• [Task brief]:
Copy every record below exactly as it appears.

• [Records shown]:
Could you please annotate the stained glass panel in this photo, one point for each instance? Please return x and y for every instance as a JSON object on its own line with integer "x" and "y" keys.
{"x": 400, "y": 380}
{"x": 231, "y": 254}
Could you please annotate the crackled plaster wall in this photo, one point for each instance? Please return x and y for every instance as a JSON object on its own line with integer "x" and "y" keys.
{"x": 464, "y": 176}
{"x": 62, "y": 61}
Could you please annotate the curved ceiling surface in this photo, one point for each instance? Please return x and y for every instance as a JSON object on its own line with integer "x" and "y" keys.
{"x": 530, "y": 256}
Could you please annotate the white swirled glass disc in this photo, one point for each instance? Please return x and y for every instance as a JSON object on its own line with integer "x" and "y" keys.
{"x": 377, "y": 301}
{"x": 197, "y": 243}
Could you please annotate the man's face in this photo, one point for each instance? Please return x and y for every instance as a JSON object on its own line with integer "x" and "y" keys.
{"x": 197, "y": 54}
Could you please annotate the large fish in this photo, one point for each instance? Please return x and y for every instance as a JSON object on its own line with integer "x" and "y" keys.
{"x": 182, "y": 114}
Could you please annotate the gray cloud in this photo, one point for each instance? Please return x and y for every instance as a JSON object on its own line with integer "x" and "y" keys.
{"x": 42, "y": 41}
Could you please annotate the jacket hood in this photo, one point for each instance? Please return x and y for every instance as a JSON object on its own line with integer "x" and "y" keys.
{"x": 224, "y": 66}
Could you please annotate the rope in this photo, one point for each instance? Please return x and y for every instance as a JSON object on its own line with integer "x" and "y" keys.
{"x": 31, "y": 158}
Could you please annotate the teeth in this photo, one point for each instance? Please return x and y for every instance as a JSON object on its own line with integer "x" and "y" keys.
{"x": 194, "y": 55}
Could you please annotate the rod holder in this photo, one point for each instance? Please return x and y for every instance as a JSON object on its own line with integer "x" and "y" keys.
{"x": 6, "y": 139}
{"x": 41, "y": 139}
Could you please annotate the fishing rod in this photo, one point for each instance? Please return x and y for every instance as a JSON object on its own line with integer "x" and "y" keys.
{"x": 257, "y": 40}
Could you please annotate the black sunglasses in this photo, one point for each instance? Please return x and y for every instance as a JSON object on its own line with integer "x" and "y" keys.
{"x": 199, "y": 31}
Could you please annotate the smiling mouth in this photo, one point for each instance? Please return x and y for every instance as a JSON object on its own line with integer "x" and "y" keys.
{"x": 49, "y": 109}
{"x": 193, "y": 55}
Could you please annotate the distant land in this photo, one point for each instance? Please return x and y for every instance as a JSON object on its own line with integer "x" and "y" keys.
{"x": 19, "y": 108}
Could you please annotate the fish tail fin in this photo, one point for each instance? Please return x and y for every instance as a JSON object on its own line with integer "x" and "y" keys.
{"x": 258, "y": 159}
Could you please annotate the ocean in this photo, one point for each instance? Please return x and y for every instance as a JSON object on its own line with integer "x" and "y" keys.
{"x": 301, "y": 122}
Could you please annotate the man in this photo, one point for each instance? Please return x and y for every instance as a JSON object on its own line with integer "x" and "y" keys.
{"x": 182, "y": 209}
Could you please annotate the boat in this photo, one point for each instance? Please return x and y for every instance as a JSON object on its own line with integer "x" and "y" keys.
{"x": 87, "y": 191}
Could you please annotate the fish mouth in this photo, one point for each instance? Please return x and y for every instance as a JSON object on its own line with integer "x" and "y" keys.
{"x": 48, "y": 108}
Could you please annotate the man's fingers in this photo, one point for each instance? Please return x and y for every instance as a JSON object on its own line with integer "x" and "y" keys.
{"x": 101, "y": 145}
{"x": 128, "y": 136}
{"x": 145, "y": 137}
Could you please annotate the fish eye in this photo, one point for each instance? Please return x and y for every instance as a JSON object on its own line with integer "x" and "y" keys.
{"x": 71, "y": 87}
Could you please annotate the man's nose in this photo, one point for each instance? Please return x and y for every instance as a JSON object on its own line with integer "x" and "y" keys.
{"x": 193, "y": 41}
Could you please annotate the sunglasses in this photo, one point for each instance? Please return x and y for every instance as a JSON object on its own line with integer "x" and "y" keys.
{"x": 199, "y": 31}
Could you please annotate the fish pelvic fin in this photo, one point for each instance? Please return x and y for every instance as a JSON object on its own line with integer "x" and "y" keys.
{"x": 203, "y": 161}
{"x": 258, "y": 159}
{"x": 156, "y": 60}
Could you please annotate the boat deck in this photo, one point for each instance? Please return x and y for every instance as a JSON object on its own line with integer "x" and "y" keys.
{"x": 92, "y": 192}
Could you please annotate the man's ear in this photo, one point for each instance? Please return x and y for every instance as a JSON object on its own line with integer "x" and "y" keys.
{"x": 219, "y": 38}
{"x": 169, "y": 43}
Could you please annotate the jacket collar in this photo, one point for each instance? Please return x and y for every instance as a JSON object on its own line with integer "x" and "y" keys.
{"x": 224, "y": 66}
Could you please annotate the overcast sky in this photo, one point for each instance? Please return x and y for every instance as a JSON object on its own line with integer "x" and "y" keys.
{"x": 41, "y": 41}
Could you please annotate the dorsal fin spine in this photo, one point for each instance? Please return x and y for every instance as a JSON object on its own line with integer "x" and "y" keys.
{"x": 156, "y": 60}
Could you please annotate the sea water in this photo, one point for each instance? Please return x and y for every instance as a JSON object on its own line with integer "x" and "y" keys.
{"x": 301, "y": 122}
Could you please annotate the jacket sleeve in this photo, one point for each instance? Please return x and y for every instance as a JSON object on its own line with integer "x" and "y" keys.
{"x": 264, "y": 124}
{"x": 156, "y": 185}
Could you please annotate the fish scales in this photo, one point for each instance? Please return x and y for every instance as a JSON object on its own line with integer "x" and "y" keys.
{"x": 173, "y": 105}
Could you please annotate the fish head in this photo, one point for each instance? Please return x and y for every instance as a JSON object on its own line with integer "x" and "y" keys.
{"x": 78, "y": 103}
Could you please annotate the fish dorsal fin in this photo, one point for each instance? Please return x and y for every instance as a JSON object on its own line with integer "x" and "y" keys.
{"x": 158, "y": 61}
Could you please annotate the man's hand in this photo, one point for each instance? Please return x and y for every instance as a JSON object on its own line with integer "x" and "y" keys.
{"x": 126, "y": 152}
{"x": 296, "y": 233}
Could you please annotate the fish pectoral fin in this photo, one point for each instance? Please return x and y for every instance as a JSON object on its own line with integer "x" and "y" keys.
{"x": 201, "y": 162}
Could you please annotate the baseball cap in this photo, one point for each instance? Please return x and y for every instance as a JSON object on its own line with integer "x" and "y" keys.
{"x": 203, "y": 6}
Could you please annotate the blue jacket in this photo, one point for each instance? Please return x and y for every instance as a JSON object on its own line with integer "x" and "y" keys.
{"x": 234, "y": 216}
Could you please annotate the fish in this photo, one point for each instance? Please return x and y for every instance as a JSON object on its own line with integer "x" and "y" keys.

• [Completed task]:
Could you please annotate the stained glass panel in this photo, one point for each instance? Please return x and y for every instance as a JSON object on its own line with integer "x" and "y" keys.
{"x": 400, "y": 380}
{"x": 231, "y": 254}
Could you please annotate the crackled plaster wall in this photo, one point for each instance? Please return x and y for every instance as a JSON object on its own line with integer "x" and "y" keys.
{"x": 464, "y": 176}
{"x": 62, "y": 61}
Could you please annotate the curved ceiling surface in this photo, one point for each instance? Please return x and y for every instance as a JSON object on its own line with integer "x" and "y" keys.
{"x": 530, "y": 256}
Could you please annotate the white swirled glass disc in this photo, one point for each instance? Please return x and y for every instance as a JSON object on its own line with integer "x" and "y" keys.
{"x": 377, "y": 301}
{"x": 197, "y": 243}
Could you please annotate the man's face in this photo, one point for each instance? Please return x and y for every instance as a JSON object on its own line with integer "x" and "y" keys.
{"x": 197, "y": 54}
Could you please annotate the large fish in this photo, one point for each instance? Please return x and y for every instance as a JSON object on its own line with integer "x" and "y" keys.
{"x": 182, "y": 114}
Could you please annotate the gray cloud in this photo, one point for each instance? Please return x and y for every instance as a JSON object on its own line with integer "x" and "y" keys.
{"x": 42, "y": 41}
Could you please annotate the jacket hood in this photo, one point for each instance? Please return x and y for every instance as a JSON object on its own line with integer "x" and "y" keys.
{"x": 224, "y": 66}
Could you please annotate the rope in this photo, one point for each instance? Please return x and y for every instance as a JSON object on its own line with integer "x" and "y" keys.
{"x": 31, "y": 158}
Could you please annotate the teeth in this photo, one point for each instance? Please return x and y for every instance as a JSON object on its own line with integer "x" and "y" keys.
{"x": 194, "y": 55}
Could you please annotate the rod holder in this photo, one point for each instance? Please return x and y for every instance as a JSON object on its own line with integer "x" and "y" keys.
{"x": 6, "y": 139}
{"x": 41, "y": 139}
Could you please annotate the fishing rod in this photo, one point for each instance? Please return x and y for every instance as a JSON object on its own line with integer "x" and "y" keys.
{"x": 257, "y": 40}
Could you please annotate the black sunglasses in this photo, one point for each instance? Please return x and y for every instance as a JSON object on its own line with integer "x" and "y" keys.
{"x": 199, "y": 31}
Could you please annotate the smiling mouth in this photo, one point for each instance? Please return x and y for every instance as a JSON object on its own line with integer "x" and "y" keys.
{"x": 49, "y": 109}
{"x": 193, "y": 55}
Could you please annotate the distant land in this photo, one point for each instance? Please return x and y for every instance as a JSON object on its own line with integer "x" and "y" keys.
{"x": 19, "y": 108}
Could you please annotate the fish tail fin in this photo, one point for each instance? Please return x and y for every instance as a JSON object on its own line with integer "x" and "y" keys.
{"x": 258, "y": 159}
Could you please annotate the ocean in this photo, one point for each instance? Please return x and y for every instance as a JSON object on its own line with integer "x" and "y" keys.
{"x": 301, "y": 122}
Could you please annotate the man in this photo, one point for each instance? Please return x and y for every instance as a JSON object on its own line with integer "x" and "y" keys.
{"x": 182, "y": 209}
Could you please annotate the boat in this photo, one point for each instance? Please return x and y for every instance as a JSON object on its own line with integer "x" and "y" keys.
{"x": 87, "y": 191}
Could you please annotate the fish mouth in this photo, one point for each instance? Please return x and y for every instance as a JSON object on its own line with integer "x" and "y" keys.
{"x": 48, "y": 108}
Could you please annotate the man's fingers in this photo, one point for each instance? Please return x and y for every instance as a JSON object on its own line with integer "x" and "y" keys.
{"x": 101, "y": 145}
{"x": 128, "y": 136}
{"x": 145, "y": 137}
Could you please annotate the fish eye in this photo, one point for each instance? Please return x and y for every instance as a JSON object on its own line with integer "x" and "y" keys.
{"x": 71, "y": 87}
Could you please annotate the man's nose in this photo, one point for each instance? Please return x and y for every instance as a JSON object on its own line with integer "x" and "y" keys.
{"x": 193, "y": 41}
Could you please annotate the sunglasses in this photo, one point for each instance? Please return x and y for every instance as a JSON object on its own line with integer "x" and "y" keys.
{"x": 199, "y": 31}
Could you please annotate the fish pelvic fin in this photo, one point for each instance? Please return x and y for every instance as a JSON object on its own line with integer "x" and "y" keys.
{"x": 203, "y": 161}
{"x": 258, "y": 159}
{"x": 156, "y": 60}
Could you please annotate the boat deck in this photo, one point for each instance? Please return x and y for every instance as a JSON object on its own line with integer "x" and "y" keys.
{"x": 92, "y": 192}
Could you please annotate the man's ear in this photo, one point for each instance? Please return x and y for every instance as a JSON object on its own line with integer "x" and "y" keys.
{"x": 219, "y": 38}
{"x": 169, "y": 43}
Could you please annotate the jacket collar in this photo, one point for each instance? Please return x and y for every instance as a JSON object on its own line with integer "x" and "y" keys.
{"x": 224, "y": 66}
Could you please annotate the overcast sky in this photo, one point for each instance? Please return x and y for every instance as a JSON object on its own line with integer "x" and "y" keys.
{"x": 41, "y": 41}
Could you please annotate the dorsal fin spine in this photo, one point for each instance? Please return x and y for every instance as a JSON object on its own line with integer "x" and "y" keys.
{"x": 156, "y": 60}
Could you please annotate the sea water in this photo, one point for each instance? Please return x and y for every instance as a JSON object on its own line with integer "x" and "y" keys.
{"x": 301, "y": 122}
Could you please annotate the jacket sleeve in this photo, one point for each instance? Please return x and y for every instance as a JSON object on its own line with integer "x" and "y" keys.
{"x": 264, "y": 124}
{"x": 156, "y": 185}
Could you please annotate the fish scales in this photo, one point for each instance? Please return x and y for every instance as a JSON object on its own line with integer "x" and "y" keys.
{"x": 173, "y": 105}
Could you please annotate the fish head in this photo, one point for each instance? Please return x and y for every instance as a JSON object on its own line with integer "x" and "y" keys.
{"x": 78, "y": 103}
Could you please annotate the fish dorsal fin in this photo, one point for each instance? Please return x and y for every instance as a JSON object on its own line with integer "x" and "y" keys.
{"x": 158, "y": 61}
Could you please annotate the man's hand in this photo, one point for each instance? Please return x and y for every instance as a JSON object on its own line with integer "x" and "y" keys.
{"x": 126, "y": 152}
{"x": 296, "y": 233}
Could you please annotate the fish pectoral fin in this photo, one point for each instance? Please return x and y for every instance as a JSON object on its own line with integer "x" and "y" keys.
{"x": 201, "y": 162}
Could you please annotate the baseball cap in this photo, one point for each instance? Please return x and y for every instance as a JSON object on its own line with integer "x" and "y" keys.
{"x": 203, "y": 6}
Could you please annotate the blue jacket in this photo, one point for each instance? Please return x and y for every instance as a JSON object on its own line with integer "x" and "y" keys.
{"x": 234, "y": 216}
Could you please annotate the fish in this photo, one point for each instance? Please return x and y for every instance as a JSON object on its own line with integer "x" and "y" keys.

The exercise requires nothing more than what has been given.